EXCERPT TO READ:
Kendrick Lamar has a lot of pressure on him to deliver another classic album.  If he doesn't, hip hop will survive.
Kendrick Lamar has a lot of pressure on him to deliver another classic album. If he doesn't, hip hop will survive. | Source

(This is a "DJBooth" response. Once a week, I will write a reply to one of the phenomenal pieces posted on DJBooth.net.This week, I respond to the piece "Hol’ Up: What If Kendrick’s New Album Sucks?" by Lucas Garrison.)

Kendrick Lamar's Album Is Coming.

There are few things certain about the music business, but I'm confident in predicting two events that WILL occur in 2015: Kendrick Lamar will release his second major label studio album, and a large number of critics will crawl out of the dark and musty places that bloggers dwell and declare that the project doesn't hold a candle to 2012's phenomenal "Good Kidd, M.A.A.D. City." As Lucas from DJBooth Puts it, the album has "no tracklist, no art, and no planned date," but that hasn't stopped critics for starting the "Kendrick's Album Sucks" thought pieces already.

GIVEN DATA:

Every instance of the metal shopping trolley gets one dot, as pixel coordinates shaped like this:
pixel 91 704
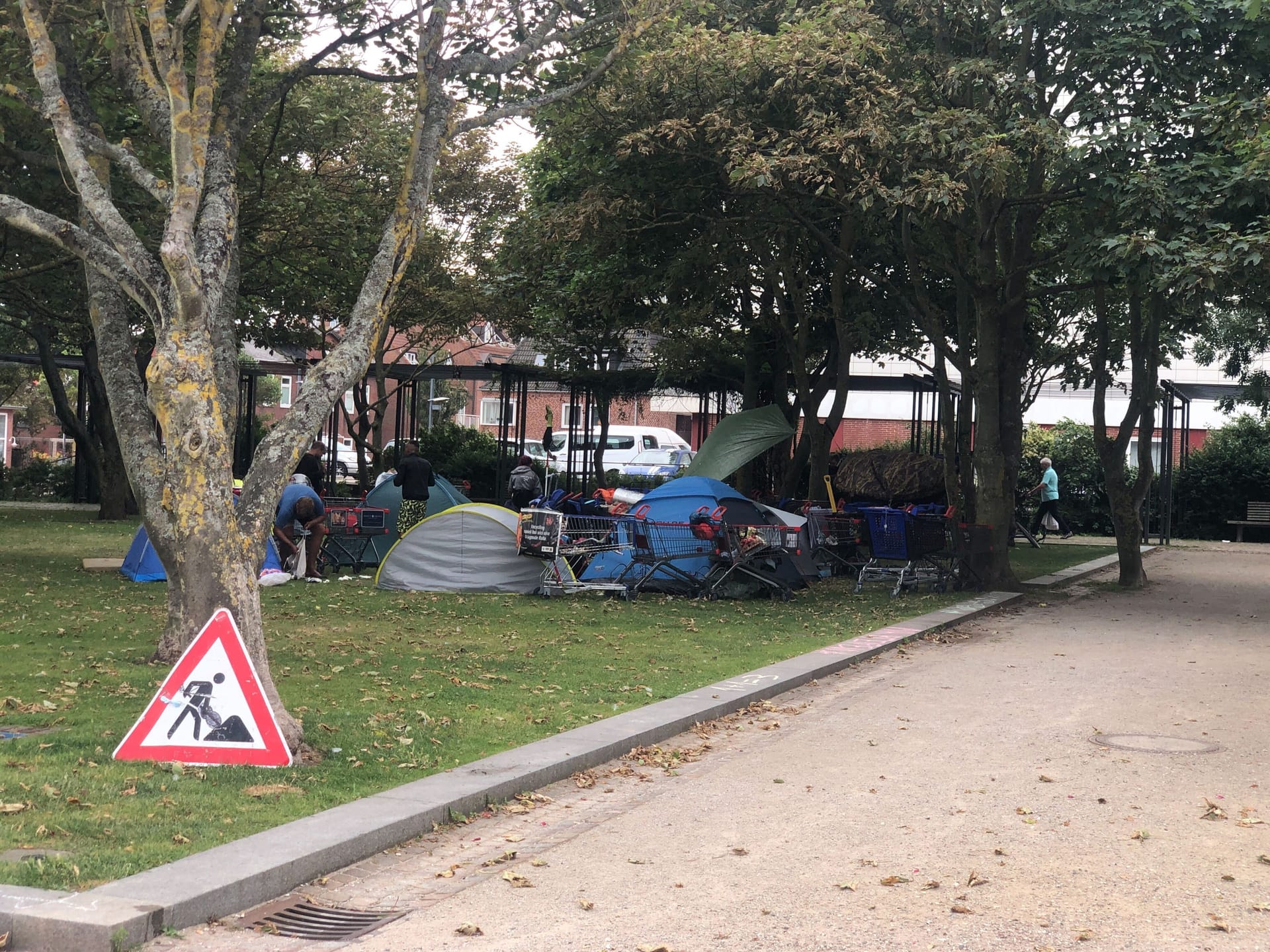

WORK TO DO: Copy out word for word the part of the Kendrick Lamar article above from "Kendrick Lamar's Album" to "thought pieces already.".

FINAL ANSWER:
Kendrick Lamar's Album Is Coming.

There are few things certain about the music business, but I'm confident in predicting two events that WILL occur in 2015: Kendrick Lamar will release his second major label studio album, and a large number of critics will crawl out of the dark and musty places that bloggers dwell and declare that the project doesn't hold a candle to 2012's phenomenal "Good Kidd, M.A.A.D. City." As Lucas from DJBooth Puts it, the album has "no tracklist, no art, and no planned date," but that hasn't stopped critics for starting the "Kendrick's Album Sucks" thought pieces already.